*Extract:*
Dunford-Pettis property
The property of a Banach space $ X $
that every continuous operator $ T : X \rightarrow Y $
sending bounded sets of $ X $
into relatively weakly compact sets of $ Y $(
called weakly compact operators) also transforms weakly compact sets of $ X $
into norm-compact sets of $ Y $(
such operators are called completely continuous; cf. also Completely-continuous operator). In short, it requires that weakly compact operators on $ X $
are completely continuous.
Equivalently, given weakly convergent sequences $ ( x _ {n} ) $ in $ X $ and $ ( f _ {n} ) $ in its topological dual $ X ^ {*} $, the sequence $ ( f _ {n} ( x _ {n} ) ) _ {n} $ also converges. Contrary to intuition this does not always happen. For example, if $ ( e _ {n} ) $ denotes the canonical basis of $ l _ {2} $, then $ ( e _ {n} ) $ is weakly convergent to zero although $ e _ {n} ( e _ {n} ) = 1 $.
The property was isolated and defined by A. Grothendieck [a7] after the following classical result of N. Dunford and B.J. Pettis [a5]: For any measure $ \mu $ and any Banach space $ Y $, every weakly compact operator $ L _ {1} ( \mu ) $ into $ Y $ is completely continuous.
This result has its roots in examples of Sirvint, S. Kakutani, Y. Mimura and K. Yosida concerning weakly compact non-compact operators on $ L _ {1} ( 0,1 ) $ which could be proven to have a compact square. The main examples of spaces having the Dunford–Pettis property are the spaces $ C ( K ) $ of continuous functions on a compact space and the spaces $ L _ {1} ( \mu ) $ of integrable functions on a measure space, as well as complemented subspaces of these spaces. Other classical function spaces having the Dunford–Pettis property are: the Hardy space $ H ^ \infty $ and its higher duals (cf. also Hardy spaces); the quotient space $ L _ {1} /H ^ {1} $ and its higher duals (the space $ H ^ {1} $ itself does not have the Dunford–Pettis property, nor does its dual BMO or its pre-dual VMO) (cf. also $ { \mathop{\rm BMO} } $- space; $ { \mathop{\rm VMO} } $- space); the ball algebra, the poly-disc algebra and their duals, and the spaces $ C ^ {k} ( T ^ {n} ) $ of $ k $- smooth functions on the $ n $- dimensional torus.

*Information supplied:*

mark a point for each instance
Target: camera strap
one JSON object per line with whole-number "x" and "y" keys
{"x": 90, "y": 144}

*Direction 1:*
According to the Dunford-Pettis property entry, who isolated and defined the property?
*Direction 2:*
Name every person whose examples of weakly compact non-compact operators on $ L _ {1} ( 0,1 ) $ are given in the Dunford-Pettis property entry as the roots of the Dunford–Pettis result.
*Direction 3:*
Copy out the passage of the Dunford-Pettis property entry starting with "Equivalently, given weakly" and going on through "is completely continuous.".

*Task output 1:*
A. Grothendieck

*Task output 2:*
Sirvint, S. Kakutani, Y. Mimura, K. Yosida

*Task output 3:*
Equivalently, given weakly convergent sequences $ ( x _ {n} ) $ in $ X $ and $ ( f _ {n} ) $ in its topological dual $ X ^ {*} $, the sequence $ ( f _ {n} ( x _ {n} ) ) _ {n} $ also converges. Contrary to intuition this does not always happen. For example, if $ ( e _ {n} ) $ denotes the canonical basis of $ l _ {2} $, then $ ( e _ {n} ) $ is weakly convergent to zero although $ e _ {n} ( e _ {n} ) = 1 $.
The property was isolated and defined by A. Grothendieck [a7] after the following classical result of N. Dunford and B.J. Pettis [a5]: For any measure $ \mu $ and any Banach space $ Y $, every weakly compact operator $ L _ {1} ( \mu ) $ into $ Y $ is completely continuous.